Detection annotation records:

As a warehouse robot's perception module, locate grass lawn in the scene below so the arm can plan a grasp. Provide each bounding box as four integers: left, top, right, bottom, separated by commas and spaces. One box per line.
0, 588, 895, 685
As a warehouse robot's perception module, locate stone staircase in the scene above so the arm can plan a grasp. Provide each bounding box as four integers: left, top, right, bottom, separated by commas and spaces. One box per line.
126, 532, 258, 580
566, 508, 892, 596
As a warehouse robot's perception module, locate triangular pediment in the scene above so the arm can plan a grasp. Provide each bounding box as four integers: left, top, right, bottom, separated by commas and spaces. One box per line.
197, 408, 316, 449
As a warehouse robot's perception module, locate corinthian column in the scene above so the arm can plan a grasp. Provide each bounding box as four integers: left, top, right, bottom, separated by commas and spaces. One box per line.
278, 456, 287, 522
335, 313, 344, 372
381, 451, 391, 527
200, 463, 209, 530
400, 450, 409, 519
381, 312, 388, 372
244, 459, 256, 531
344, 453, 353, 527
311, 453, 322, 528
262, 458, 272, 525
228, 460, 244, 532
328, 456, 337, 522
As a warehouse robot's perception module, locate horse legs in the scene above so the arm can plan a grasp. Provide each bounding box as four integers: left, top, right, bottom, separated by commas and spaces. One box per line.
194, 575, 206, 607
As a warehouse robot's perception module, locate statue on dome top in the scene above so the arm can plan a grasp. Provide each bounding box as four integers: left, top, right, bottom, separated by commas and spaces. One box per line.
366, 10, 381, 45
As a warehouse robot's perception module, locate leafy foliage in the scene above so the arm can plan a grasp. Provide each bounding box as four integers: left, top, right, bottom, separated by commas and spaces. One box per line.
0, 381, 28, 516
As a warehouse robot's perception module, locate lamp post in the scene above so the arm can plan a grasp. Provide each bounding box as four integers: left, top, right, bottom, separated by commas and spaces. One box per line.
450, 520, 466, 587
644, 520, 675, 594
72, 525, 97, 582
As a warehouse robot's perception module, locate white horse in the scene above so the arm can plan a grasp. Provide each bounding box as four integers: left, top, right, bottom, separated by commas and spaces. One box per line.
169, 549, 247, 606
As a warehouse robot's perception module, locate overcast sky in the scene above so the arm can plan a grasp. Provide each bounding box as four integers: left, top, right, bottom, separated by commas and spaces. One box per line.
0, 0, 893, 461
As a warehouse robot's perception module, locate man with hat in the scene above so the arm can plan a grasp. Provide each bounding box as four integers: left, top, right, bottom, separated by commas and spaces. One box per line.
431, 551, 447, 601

● Task prompt
Copy the lines of the listing above verbatim, from the line containing "As a warehouse robot's perception module, locate lamp" up to and including the line containing "169, 549, 247, 606".

● Exercise answer
As a warehouse robot's perception module, locate lamp post in the scene above so the arm can plan a grasp. Provide each bounding box as four integers: left, top, right, bottom, separated by commas and spaces. One box per line.
450, 520, 466, 587
644, 520, 675, 594
72, 525, 97, 582
As a warehouse robot's perception module, locate white horse in the scene above so the arm can plan a grasp. Provide each bounding box as four integers: left, top, right, bottom, separated by commas and spaces. One box per line.
169, 549, 247, 606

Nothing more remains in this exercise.